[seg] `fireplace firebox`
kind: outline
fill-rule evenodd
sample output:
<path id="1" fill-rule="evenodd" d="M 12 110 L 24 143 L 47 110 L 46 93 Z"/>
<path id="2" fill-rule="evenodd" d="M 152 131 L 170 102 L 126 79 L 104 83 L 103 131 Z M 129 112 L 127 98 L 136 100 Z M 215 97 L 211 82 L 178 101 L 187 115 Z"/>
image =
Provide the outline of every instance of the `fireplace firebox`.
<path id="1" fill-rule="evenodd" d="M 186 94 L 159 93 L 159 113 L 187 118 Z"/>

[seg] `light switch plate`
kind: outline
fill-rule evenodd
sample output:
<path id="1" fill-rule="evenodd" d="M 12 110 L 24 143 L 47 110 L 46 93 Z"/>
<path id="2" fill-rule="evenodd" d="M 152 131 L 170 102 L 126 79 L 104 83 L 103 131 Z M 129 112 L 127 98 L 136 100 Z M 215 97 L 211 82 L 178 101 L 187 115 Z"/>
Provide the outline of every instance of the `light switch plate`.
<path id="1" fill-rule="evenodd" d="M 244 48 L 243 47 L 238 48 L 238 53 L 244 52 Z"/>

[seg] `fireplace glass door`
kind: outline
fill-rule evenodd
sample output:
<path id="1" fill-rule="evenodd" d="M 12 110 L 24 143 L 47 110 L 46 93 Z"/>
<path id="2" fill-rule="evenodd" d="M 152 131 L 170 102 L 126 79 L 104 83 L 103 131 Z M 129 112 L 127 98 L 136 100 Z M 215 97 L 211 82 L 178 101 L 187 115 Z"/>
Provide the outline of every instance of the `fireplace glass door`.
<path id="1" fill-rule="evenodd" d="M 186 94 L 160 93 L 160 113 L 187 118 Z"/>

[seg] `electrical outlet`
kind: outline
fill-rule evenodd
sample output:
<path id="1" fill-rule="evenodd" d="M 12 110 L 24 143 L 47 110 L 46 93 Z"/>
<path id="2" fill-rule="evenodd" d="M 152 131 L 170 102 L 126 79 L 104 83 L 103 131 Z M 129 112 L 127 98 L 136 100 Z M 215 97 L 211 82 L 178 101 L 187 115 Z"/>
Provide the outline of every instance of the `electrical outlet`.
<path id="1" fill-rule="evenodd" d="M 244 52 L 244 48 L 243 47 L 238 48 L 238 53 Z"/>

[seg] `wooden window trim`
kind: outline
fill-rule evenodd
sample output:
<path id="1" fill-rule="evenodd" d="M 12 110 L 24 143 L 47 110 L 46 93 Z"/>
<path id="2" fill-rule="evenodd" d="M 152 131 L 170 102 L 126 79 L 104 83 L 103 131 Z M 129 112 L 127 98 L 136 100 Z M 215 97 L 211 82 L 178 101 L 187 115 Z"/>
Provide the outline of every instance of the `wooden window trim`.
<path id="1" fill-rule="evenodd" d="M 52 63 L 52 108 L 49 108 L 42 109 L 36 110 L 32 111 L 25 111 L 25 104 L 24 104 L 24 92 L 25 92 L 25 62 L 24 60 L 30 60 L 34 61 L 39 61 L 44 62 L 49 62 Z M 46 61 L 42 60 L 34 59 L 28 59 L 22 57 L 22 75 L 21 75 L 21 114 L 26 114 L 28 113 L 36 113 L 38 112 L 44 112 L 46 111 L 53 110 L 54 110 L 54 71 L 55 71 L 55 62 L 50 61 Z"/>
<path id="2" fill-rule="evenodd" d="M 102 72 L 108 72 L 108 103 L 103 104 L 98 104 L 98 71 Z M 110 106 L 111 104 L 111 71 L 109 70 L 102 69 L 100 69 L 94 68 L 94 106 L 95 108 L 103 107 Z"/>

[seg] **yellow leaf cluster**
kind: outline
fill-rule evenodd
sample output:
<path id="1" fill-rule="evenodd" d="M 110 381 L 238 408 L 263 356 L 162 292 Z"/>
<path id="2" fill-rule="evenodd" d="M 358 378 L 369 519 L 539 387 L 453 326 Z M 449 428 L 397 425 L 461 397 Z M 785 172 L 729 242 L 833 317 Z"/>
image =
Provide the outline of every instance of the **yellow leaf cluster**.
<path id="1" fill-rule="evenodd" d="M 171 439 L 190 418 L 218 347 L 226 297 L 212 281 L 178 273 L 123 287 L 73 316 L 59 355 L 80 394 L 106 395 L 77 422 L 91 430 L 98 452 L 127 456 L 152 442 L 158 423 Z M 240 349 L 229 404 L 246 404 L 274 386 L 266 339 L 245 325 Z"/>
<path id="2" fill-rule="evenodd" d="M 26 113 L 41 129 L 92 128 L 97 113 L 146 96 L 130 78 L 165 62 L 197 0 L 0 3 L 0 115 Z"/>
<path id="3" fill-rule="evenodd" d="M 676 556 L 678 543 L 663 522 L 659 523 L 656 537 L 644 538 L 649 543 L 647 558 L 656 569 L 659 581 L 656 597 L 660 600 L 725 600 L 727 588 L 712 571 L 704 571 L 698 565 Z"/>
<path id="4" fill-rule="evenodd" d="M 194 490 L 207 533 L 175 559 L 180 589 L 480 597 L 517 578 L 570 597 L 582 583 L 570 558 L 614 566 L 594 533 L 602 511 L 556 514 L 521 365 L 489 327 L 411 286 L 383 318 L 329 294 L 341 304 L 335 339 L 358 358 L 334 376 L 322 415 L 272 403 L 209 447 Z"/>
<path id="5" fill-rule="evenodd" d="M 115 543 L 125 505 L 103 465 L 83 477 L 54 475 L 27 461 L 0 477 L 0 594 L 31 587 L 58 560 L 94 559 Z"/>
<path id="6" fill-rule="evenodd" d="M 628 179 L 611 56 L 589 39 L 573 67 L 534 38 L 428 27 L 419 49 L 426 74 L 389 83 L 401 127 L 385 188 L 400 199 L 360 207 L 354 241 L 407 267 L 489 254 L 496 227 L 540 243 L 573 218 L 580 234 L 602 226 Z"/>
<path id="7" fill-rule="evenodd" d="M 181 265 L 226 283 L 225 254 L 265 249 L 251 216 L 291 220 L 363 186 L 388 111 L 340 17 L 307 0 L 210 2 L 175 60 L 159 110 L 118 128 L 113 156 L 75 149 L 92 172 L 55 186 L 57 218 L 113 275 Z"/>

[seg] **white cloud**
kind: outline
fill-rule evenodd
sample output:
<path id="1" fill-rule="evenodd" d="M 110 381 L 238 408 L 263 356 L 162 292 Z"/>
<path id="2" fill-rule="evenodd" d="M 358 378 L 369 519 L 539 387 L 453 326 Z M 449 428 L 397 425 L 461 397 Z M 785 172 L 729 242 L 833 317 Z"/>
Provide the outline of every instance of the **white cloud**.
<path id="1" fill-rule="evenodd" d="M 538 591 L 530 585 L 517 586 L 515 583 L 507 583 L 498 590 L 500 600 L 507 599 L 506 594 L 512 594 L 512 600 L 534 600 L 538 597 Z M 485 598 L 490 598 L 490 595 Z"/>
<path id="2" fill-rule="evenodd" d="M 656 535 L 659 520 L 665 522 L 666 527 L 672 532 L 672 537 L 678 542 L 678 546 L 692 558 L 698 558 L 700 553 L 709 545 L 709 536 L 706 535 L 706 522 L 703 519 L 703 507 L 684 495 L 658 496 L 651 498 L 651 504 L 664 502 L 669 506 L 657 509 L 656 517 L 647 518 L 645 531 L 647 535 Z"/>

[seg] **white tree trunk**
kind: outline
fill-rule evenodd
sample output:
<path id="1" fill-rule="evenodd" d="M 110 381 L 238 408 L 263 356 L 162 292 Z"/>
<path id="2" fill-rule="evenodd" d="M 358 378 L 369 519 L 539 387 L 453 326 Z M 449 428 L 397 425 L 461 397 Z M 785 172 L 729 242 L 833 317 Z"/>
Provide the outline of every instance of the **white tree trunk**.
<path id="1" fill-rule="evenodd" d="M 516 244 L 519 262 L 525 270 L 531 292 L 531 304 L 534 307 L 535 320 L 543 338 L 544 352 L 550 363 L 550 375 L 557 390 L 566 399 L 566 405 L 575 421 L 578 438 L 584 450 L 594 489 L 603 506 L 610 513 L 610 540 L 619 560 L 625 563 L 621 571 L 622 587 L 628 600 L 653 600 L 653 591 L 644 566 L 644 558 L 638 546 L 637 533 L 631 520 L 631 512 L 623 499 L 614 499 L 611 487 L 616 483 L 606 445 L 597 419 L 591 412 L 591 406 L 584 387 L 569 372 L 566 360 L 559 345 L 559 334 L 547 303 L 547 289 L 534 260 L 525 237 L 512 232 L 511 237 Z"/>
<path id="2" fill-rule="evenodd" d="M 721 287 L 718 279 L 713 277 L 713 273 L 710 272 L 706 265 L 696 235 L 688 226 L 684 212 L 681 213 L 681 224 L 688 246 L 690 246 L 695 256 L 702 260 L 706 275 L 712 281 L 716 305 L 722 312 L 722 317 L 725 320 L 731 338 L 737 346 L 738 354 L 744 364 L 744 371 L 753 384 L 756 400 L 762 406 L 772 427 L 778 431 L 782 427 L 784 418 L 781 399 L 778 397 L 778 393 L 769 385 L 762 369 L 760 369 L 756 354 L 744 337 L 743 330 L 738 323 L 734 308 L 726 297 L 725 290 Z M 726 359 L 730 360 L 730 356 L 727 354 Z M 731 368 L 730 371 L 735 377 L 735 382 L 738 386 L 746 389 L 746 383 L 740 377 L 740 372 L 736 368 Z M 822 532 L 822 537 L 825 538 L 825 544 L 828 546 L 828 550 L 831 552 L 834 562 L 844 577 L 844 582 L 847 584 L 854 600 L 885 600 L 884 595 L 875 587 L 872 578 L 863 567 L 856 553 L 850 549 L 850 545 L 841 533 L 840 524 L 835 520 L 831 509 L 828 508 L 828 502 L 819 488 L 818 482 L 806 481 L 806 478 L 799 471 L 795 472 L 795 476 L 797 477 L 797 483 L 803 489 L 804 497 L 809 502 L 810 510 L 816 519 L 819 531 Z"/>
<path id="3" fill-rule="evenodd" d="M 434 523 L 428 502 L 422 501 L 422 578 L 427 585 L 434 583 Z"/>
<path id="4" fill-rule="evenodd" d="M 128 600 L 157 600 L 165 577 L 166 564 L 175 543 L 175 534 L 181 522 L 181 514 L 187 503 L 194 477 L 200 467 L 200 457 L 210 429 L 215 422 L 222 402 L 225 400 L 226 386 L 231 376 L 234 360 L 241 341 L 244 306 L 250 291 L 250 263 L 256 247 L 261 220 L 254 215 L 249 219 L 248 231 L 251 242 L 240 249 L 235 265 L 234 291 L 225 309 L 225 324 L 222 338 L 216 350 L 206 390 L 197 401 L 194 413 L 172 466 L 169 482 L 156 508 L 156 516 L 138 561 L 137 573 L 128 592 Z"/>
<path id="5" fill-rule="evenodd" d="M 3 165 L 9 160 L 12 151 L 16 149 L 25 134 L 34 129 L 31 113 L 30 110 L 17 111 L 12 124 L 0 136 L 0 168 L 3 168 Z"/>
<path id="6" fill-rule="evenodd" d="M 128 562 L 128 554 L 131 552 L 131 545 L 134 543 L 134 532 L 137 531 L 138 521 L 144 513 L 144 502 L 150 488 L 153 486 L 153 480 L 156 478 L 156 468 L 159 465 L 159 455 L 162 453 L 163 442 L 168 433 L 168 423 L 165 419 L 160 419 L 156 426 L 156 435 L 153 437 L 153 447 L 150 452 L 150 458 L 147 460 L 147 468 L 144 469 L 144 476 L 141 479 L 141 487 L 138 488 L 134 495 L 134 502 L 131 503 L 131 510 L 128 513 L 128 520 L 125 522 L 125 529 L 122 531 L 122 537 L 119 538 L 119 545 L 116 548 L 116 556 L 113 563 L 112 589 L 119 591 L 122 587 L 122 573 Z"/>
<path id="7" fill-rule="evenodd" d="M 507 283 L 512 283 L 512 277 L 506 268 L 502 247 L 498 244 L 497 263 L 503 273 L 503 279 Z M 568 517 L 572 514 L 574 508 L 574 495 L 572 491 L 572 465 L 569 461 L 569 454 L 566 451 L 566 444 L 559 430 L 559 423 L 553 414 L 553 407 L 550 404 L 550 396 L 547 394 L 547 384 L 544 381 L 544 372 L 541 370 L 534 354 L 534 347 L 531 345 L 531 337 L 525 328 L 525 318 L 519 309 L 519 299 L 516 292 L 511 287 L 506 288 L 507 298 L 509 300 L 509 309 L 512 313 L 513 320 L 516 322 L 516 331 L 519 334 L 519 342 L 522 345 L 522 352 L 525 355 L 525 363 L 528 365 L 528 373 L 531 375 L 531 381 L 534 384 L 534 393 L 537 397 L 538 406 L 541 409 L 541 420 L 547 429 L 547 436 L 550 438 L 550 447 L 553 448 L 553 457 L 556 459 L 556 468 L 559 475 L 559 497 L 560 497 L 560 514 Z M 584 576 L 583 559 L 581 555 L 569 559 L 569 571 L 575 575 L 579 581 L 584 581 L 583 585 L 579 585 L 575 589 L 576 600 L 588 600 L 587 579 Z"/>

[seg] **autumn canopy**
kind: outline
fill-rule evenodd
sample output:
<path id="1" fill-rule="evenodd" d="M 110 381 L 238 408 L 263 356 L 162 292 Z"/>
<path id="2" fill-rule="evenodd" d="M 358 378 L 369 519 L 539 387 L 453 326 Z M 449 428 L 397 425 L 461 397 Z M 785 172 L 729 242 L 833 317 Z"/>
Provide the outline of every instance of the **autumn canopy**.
==========
To do
Quote the part of the listing that opens with the line containing "[seg] **white tree trunk**" and closes with the line containing "516 244 L 519", copying those lines unchanged.

Written reply
[seg] **white tree trunk**
kind: outline
fill-rule evenodd
sample output:
<path id="1" fill-rule="evenodd" d="M 110 381 L 238 408 L 263 356 L 162 292 Z"/>
<path id="2" fill-rule="evenodd" d="M 358 378 L 369 519 L 539 387 L 453 326 Z M 449 428 L 397 425 L 461 397 Z M 785 172 L 729 242 L 833 317 Z"/>
Provide the outline of every instance of the **white tree trunk**.
<path id="1" fill-rule="evenodd" d="M 516 244 L 519 262 L 525 270 L 531 292 L 531 304 L 534 307 L 535 320 L 543 338 L 544 352 L 550 363 L 550 375 L 557 390 L 566 399 L 566 405 L 575 421 L 578 438 L 584 450 L 594 489 L 603 506 L 610 513 L 610 540 L 619 560 L 625 563 L 621 571 L 622 587 L 628 600 L 653 600 L 653 591 L 644 566 L 644 558 L 638 546 L 637 533 L 631 520 L 631 512 L 623 499 L 614 499 L 611 487 L 616 483 L 606 445 L 597 419 L 591 412 L 591 406 L 584 387 L 569 372 L 566 360 L 559 345 L 559 334 L 547 303 L 547 289 L 534 260 L 525 237 L 512 232 L 511 237 Z"/>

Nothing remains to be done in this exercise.